Return every line of the data below unchanged and in its original order.

**Data provided**

------------------------------------------------------------------------

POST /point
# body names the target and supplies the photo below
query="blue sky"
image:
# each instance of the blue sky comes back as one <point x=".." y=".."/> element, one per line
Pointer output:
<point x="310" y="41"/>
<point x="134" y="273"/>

------------------------------------------------------------------------

**Answer to this problem**
POST /point
# body names the target and supplies the photo below
query="blue sky"
image:
# each instance of the blue sky comes back as one <point x=".." y=".."/> element, one per line
Pointer output:
<point x="310" y="41"/>
<point x="134" y="273"/>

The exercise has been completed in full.